## Requirement
Rewrite only the lines starting at the one that contains "Target: palazzo facade" and ending with the last line below as a Markdown table. Use the columns Number and Content, and leave out any blank lines.

— Start Extracted material —

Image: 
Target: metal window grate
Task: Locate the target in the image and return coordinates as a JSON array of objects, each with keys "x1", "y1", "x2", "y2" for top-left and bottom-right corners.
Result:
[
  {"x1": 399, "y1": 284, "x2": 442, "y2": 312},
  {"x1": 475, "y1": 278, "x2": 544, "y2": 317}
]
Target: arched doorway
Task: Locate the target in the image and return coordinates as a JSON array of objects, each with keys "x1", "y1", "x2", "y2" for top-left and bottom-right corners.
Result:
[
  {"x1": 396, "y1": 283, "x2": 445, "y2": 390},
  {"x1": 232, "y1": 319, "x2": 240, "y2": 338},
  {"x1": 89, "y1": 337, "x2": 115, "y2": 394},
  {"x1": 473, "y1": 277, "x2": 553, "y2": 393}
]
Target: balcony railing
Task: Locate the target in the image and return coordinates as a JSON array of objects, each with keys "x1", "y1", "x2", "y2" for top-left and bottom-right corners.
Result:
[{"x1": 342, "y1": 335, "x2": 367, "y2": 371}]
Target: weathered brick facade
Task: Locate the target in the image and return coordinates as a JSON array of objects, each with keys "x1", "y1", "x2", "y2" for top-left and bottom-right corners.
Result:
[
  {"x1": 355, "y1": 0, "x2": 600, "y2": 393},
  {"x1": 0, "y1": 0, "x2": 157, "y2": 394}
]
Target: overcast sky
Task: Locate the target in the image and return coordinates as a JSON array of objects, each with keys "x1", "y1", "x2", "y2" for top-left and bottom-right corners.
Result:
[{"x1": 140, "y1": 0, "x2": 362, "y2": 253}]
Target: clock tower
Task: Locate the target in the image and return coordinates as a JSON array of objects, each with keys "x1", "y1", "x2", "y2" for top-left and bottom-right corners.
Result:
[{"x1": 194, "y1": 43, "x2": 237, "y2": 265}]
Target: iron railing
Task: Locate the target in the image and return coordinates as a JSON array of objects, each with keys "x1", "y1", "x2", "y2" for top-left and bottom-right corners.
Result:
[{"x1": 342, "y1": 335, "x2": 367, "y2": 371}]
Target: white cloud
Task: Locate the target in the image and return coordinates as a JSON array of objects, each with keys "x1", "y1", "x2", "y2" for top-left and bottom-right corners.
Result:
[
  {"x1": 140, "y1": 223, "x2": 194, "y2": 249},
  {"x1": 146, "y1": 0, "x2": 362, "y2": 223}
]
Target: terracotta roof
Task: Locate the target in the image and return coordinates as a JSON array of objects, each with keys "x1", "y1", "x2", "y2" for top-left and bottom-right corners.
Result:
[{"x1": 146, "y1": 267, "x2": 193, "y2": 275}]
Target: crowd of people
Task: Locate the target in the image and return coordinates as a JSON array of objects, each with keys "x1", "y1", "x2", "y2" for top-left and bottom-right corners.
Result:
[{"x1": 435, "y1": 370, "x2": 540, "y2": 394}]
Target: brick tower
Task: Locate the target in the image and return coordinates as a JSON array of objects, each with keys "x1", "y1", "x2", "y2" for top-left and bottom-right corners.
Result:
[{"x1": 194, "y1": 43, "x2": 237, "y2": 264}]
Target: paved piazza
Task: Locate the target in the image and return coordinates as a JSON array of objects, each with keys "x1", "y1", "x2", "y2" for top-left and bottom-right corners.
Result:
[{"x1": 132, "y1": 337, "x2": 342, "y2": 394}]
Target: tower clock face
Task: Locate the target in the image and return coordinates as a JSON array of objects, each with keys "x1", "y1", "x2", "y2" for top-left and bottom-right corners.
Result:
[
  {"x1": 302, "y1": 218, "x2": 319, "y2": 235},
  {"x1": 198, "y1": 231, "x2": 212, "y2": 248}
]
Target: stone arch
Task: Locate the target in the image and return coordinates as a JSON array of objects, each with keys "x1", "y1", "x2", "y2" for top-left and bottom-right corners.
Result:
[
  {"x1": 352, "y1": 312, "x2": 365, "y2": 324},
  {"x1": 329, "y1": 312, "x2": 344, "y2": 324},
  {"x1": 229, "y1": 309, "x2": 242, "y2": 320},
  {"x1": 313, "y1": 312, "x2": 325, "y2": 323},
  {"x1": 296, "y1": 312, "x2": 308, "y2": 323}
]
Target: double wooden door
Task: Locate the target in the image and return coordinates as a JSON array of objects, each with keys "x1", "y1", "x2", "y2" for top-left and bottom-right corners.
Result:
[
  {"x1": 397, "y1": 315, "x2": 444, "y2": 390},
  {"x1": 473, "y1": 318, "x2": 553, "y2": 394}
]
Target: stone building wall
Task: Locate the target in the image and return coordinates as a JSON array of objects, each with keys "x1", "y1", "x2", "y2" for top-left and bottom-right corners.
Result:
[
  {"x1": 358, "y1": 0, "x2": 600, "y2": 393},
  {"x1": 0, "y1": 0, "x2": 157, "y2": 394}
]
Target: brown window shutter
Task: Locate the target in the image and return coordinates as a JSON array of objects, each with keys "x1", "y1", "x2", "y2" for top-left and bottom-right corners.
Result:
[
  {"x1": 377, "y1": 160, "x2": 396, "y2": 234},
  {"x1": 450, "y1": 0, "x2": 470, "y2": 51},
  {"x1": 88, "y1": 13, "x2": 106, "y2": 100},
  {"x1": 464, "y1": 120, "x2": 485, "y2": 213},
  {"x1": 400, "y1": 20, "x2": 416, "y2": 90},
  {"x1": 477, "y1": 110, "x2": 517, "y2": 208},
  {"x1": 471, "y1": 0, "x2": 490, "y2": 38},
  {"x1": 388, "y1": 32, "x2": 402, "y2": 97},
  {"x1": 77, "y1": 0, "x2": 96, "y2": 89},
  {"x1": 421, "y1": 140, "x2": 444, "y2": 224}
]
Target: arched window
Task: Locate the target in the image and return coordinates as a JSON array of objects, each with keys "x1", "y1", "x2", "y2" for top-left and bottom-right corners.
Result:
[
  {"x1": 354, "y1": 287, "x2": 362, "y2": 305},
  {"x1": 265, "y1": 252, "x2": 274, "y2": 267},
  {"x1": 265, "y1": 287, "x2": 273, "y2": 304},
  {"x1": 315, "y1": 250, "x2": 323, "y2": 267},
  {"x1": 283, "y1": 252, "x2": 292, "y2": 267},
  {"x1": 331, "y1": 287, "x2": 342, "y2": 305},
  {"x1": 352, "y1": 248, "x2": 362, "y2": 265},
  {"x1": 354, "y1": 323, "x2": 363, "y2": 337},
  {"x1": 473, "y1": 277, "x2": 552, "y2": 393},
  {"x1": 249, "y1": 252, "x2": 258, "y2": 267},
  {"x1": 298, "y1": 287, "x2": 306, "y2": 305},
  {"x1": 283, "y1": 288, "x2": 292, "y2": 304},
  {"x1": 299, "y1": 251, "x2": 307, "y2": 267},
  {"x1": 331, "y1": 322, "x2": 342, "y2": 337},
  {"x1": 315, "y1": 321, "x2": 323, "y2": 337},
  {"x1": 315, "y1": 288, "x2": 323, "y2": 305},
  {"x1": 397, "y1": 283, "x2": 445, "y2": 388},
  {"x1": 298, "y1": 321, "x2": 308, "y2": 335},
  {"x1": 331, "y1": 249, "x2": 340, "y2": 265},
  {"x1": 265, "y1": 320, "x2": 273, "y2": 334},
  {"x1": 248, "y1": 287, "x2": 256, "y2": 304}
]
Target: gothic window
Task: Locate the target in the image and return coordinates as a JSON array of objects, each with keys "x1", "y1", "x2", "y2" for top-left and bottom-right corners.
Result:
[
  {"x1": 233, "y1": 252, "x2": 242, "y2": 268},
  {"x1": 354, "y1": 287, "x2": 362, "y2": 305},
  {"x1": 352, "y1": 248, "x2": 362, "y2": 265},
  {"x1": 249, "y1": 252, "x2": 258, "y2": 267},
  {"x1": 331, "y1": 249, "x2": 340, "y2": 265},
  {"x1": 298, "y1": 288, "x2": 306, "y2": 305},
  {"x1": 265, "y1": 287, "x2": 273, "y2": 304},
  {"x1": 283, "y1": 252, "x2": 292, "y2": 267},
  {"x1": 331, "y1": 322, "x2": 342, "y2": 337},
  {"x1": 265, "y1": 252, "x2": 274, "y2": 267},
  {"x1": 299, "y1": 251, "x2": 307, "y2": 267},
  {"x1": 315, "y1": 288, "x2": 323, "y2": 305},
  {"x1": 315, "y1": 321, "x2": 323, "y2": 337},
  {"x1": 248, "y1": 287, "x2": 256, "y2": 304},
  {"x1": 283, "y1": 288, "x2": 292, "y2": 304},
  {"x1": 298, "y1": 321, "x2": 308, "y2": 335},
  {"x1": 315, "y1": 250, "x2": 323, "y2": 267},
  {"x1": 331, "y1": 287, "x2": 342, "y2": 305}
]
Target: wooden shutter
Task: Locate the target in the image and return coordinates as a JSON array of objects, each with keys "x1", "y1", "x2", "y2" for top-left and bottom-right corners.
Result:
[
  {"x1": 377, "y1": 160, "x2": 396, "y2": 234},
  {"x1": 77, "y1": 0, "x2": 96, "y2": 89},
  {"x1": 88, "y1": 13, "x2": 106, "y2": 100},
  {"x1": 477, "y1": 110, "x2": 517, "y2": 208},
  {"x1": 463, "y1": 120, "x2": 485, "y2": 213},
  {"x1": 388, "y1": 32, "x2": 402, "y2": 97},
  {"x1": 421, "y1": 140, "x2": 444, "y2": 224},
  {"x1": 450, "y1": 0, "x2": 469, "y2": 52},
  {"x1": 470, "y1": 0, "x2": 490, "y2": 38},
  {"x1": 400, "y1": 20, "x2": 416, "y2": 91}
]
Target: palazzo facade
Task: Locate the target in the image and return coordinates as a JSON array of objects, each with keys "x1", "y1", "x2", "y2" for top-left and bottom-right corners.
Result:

— End Extracted material —

## Solution for this problem
| Number | Content |
|---|---|
| 1 | Target: palazzo facade |
| 2 | Task: Locate the target in the image and return coordinates as a JSON array of objects, each with keys "x1", "y1", "x2", "y2" for top-left and bottom-right corners. |
| 3 | Result: |